SELECTION:
────────────────────

We could write this unwritten rule as follows:

Never pull/work if it doesn't directly benefit you or your team's purposes.


----------



## jorgy (Oct 21, 2005)

TehYoyo said:


> What are some unwritten rules of pro and amateur cycling?
> 
> I got to thinking about this after seeing an old scene from 2010 TDF - Contador passing Schleck after his chain came off. I didn't think it was that bad - Schleck ran into some bad luck and Contador took advantage of it. But I guess it's wrong.
> 
> What are some more unwritten rules?


Schleck didn't have a mechanical. He attacked and then didn't shift properly. It wasn't bad luck, it was Schleck not knowing how to use his bike.

Contador responded to his attack and then kept going, and IMO he didn't break an unwritten rule doing it.


----------



## jorgy (Oct 21, 2005)

onefascruzan said:


> If you're in a break and don't do any work then you will (and should) be attacked.


Sometimes when you're in a break, you're not supposed to do any work. That's racing.


----------



## LostViking (Jul 18, 2008)

fredbiker said:


> Actually, the rules are all written down here: The Rules


Love those rules - true humour always needs a touch of truth to make it more engageing. "The Rules" are a good mix of humour and a somewhat actuall reflection of "Roadie" biases. Always good for a laugh. (I must admit I am out of compliance with a few :blush2: )

────────────────────

RAW RECORDS:
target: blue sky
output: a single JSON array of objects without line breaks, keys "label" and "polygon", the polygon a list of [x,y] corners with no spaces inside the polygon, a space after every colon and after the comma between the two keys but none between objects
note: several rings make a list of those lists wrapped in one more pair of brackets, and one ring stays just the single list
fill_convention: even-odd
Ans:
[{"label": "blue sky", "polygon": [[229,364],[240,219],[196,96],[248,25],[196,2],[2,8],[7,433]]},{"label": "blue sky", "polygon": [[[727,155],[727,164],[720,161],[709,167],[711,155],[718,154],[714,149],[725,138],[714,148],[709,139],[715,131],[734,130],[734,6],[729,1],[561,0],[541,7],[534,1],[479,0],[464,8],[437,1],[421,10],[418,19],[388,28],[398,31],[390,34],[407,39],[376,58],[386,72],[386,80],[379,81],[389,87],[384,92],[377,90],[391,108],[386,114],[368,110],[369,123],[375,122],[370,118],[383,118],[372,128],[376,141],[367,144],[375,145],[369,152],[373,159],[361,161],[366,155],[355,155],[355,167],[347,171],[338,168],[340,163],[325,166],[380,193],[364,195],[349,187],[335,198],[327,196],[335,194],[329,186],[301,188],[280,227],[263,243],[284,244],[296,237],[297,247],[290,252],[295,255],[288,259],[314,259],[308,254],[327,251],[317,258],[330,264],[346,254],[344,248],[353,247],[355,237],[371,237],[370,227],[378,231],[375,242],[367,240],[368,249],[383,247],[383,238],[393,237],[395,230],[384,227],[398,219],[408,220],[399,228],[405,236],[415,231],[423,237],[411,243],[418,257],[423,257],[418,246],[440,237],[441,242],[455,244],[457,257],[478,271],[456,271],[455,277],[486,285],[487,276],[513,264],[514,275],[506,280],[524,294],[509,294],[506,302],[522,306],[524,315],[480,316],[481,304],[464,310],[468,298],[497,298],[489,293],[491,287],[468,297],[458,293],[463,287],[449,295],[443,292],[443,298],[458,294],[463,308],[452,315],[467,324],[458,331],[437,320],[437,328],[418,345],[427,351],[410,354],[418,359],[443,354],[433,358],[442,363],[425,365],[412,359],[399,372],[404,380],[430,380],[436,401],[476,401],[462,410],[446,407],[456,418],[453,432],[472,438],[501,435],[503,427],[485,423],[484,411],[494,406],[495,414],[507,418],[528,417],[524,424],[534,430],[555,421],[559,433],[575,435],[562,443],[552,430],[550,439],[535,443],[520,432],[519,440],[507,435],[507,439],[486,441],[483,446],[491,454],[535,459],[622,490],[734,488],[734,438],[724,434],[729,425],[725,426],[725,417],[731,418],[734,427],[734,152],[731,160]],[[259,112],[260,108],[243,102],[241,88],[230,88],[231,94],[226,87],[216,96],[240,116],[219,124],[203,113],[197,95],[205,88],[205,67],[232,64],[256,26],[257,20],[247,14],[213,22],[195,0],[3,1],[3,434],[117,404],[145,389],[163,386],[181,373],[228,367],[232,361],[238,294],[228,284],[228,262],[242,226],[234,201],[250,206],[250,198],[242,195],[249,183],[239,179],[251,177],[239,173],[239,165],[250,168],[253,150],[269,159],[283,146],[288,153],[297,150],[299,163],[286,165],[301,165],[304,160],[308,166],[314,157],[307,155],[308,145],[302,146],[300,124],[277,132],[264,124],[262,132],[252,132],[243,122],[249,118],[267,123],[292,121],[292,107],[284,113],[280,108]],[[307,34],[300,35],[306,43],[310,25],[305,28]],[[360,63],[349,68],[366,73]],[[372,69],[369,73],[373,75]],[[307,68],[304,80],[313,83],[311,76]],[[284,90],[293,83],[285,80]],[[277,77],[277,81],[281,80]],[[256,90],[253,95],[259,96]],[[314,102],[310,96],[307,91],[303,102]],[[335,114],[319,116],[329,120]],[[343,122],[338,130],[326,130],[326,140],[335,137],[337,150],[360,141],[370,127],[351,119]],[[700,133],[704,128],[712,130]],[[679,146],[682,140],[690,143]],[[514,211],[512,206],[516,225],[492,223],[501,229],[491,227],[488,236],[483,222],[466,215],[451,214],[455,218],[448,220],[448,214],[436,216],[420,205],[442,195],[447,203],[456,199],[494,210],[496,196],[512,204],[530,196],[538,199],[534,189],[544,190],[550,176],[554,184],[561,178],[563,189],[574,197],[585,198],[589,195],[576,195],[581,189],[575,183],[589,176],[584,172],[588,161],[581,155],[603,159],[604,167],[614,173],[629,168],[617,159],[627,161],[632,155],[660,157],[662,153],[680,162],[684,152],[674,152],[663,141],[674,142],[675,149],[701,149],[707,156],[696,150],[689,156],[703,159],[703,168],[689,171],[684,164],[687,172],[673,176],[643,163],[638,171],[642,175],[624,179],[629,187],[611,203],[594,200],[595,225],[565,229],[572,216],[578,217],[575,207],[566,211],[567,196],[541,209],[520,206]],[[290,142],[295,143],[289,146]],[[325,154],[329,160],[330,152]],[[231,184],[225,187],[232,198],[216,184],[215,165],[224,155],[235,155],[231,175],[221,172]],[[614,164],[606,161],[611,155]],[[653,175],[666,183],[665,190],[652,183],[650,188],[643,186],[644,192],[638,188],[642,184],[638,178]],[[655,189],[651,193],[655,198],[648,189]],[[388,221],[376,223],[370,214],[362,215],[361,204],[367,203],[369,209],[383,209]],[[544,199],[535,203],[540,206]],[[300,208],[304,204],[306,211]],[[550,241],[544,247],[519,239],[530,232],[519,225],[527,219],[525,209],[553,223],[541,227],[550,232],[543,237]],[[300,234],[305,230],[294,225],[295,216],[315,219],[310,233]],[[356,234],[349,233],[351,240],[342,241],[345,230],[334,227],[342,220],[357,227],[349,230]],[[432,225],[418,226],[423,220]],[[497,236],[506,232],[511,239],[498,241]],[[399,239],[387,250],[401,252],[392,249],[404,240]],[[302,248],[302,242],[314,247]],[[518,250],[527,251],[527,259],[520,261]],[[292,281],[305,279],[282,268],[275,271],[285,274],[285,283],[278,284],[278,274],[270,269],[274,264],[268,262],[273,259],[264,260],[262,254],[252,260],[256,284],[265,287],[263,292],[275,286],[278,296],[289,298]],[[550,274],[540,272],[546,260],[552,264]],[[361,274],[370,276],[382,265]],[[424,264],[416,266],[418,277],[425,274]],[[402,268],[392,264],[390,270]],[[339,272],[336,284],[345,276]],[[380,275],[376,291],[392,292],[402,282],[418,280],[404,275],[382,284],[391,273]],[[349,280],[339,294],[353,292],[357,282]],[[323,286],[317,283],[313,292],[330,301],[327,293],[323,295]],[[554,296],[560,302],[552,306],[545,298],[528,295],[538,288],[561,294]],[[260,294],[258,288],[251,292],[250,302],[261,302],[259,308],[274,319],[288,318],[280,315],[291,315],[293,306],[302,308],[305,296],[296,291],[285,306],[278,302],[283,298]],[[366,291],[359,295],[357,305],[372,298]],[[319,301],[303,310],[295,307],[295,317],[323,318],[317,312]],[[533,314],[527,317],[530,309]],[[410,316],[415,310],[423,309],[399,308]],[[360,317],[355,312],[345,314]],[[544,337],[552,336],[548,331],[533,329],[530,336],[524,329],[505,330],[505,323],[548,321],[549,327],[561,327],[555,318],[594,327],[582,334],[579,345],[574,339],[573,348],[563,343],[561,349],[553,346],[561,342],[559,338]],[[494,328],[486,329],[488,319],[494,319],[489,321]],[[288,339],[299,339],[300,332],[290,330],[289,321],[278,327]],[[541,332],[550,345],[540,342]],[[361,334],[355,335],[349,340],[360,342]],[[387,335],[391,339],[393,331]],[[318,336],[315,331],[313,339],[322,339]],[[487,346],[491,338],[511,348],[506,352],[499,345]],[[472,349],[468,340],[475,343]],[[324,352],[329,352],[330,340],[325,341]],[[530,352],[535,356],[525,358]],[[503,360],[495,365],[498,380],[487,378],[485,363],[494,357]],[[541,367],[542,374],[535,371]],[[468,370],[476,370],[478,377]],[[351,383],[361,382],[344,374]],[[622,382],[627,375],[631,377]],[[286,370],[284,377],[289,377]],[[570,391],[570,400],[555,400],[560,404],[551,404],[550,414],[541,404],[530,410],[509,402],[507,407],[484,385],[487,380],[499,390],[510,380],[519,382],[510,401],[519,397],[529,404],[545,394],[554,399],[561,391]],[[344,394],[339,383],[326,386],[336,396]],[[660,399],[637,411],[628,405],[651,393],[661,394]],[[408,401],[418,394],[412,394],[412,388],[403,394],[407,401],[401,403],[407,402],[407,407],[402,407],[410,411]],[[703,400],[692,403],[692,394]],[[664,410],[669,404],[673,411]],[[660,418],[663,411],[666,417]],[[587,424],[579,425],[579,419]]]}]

────────────────────

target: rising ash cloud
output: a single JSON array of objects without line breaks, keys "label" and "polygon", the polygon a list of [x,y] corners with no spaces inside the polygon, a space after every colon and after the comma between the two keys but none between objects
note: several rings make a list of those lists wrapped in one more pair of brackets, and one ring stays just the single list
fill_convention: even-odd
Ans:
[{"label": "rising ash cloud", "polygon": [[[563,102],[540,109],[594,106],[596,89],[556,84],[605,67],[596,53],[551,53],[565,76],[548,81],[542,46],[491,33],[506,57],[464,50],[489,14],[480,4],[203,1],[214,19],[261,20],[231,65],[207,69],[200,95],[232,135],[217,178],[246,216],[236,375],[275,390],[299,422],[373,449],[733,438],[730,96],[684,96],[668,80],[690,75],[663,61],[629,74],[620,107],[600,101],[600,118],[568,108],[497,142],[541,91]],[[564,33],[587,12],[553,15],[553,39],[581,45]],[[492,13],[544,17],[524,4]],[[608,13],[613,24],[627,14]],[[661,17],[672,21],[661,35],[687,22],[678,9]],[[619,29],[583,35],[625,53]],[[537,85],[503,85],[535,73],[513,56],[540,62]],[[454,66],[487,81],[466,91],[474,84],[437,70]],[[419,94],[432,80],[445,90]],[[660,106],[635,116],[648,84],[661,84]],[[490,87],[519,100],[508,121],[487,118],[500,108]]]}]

────────────────────

REQUIRED WORK:
**A.** Rewrite the cycling thread from "Schleck didn't have" to "rule doing it.", changing "Contador" to "the other rider".
**B.** In the cycling thread, why does jorgy say Schleck's problem in the 2010 Tour was not bad luck?
**C.** List every forum username that appears in the cycling thread.
The data has nothing to do with the cycling thread.

FINAL ANSWERS:
**A.**
Schleck didn't have a mechanical. He attacked and then didn't shift properly. It wasn't bad luck, it was Schleck not knowing how to use his bike.

the other rider responded to his attack and then kept going, and IMO he didn't break an unwritten rule doing it.

**B.** jorgy says Schleck didn't have a mechanical. He attacked and then didn't shift properly, so the trouble came from Schleck not knowing how to use his bike.

**C.** jorgy, TehYoyo, onefascruzan, LostViking, fredbiker